**Given task**
Answer these questions from the subnetting text below:
(a) How many usable IPs does a /28 give on AWS?
(b) What is a /31 used for?
(c) How many IPs per subnet does GCP reserve?
*** Source
Subnetting and IP Addressing Footguns¶
Mistakes that eat IPs, break routing, and create conflicts that surface weeks later.
1. Off-by-two: forgetting network and broadcast addresses¶
You plan for 254 hosts on a /24. You actually get 254 usable. But on a /26, you plan for 64 and only get 62. On a /28, you plan for 16 and get 14. The smaller the subnet, the higher the percentage lost to network and broadcast addresses. On AWS, it's worse — 5 reserved per subnet, so a /28 gives you 11, not 14.
Fix: Always subtract 2 (or 5 on AWS) from total IPs. Use ipcalc to verify before committing to a design.
Gotcha: AWS reserves 5 IPs per subnet: network address, VPC router (.1), DNS server (.2), future use (.3), and broadcast. A /28 on AWS gives you 11 usable IPs, not 14. Azure reserves 5 as well. GCP reserves 4. Always check your cloud provider's reservation policy before sizing subnets.
2. /31 and /32 confusion¶
A /32 is a single host — used in routing table entries and loopback addresses, not for subnets. A /31 is two IPs with no broadcast — used for point-to-point links between routers (RFC 3021). Assigning a server to a /31 or /32 when you meant /24 means it can't talk to anything on the local subnet.
Fix: /32 is for host routes and loopback. /31 is for router-to-router links only. Servers go on /24 or wider.
3. Overlapping CIDRs between VPCs or VPNs¶
You create VPC-A as 10.0.0.0/16 and VPC-B as 10.0.0.0/16. They peer fine until traffic for 10.0.1.50 could go to either VPC. Or your on-prem network uses 10.0.0.0/8 and your cloud VPC uses 10.0.0.0/16 — the VPC range is inside the on-prem range. VPN routes collide.
******
*** Record extracts
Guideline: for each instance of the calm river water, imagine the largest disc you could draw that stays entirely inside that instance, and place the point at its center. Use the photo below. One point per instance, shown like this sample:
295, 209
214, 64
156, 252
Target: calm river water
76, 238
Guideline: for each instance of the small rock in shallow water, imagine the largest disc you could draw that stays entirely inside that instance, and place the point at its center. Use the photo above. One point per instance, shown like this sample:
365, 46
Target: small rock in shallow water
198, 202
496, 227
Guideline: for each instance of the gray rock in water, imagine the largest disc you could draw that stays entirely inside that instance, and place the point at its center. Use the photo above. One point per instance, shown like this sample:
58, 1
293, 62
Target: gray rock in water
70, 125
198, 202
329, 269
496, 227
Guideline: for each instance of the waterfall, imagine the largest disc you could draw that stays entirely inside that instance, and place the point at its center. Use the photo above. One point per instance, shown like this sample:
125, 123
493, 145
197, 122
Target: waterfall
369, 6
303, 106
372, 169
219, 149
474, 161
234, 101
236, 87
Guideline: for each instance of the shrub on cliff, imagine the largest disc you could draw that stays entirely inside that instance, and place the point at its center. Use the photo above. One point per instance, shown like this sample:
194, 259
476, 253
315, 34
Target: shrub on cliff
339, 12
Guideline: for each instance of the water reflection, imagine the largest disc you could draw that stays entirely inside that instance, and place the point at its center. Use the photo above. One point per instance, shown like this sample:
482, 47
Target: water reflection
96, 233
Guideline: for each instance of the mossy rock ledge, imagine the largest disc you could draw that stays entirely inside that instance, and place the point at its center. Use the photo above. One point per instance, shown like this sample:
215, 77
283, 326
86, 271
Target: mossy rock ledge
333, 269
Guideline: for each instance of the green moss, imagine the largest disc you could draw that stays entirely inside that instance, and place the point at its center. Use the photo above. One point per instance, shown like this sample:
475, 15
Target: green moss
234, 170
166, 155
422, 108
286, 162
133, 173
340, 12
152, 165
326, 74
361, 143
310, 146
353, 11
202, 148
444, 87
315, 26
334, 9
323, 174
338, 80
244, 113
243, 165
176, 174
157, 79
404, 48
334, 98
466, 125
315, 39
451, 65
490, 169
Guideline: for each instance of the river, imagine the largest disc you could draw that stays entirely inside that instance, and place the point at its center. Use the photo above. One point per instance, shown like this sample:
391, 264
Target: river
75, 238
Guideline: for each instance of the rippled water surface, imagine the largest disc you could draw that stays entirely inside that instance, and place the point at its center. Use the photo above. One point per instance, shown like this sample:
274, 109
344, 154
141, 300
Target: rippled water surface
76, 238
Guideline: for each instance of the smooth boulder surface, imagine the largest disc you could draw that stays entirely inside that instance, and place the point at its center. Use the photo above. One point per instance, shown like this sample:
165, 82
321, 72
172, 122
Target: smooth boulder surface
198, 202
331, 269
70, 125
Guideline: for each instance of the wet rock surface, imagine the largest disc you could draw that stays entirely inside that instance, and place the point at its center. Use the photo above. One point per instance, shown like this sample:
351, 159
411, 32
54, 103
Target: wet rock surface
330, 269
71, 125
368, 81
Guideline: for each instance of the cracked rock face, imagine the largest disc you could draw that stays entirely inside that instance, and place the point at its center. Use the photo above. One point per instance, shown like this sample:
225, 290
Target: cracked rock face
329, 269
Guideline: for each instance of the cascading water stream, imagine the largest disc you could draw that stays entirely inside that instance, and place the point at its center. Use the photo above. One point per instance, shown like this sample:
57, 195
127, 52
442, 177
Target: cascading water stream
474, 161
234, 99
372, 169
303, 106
******
**Exercise answer**
(a) 11
(b) Point-to-point links between routers (RFC 3021)
(c) 4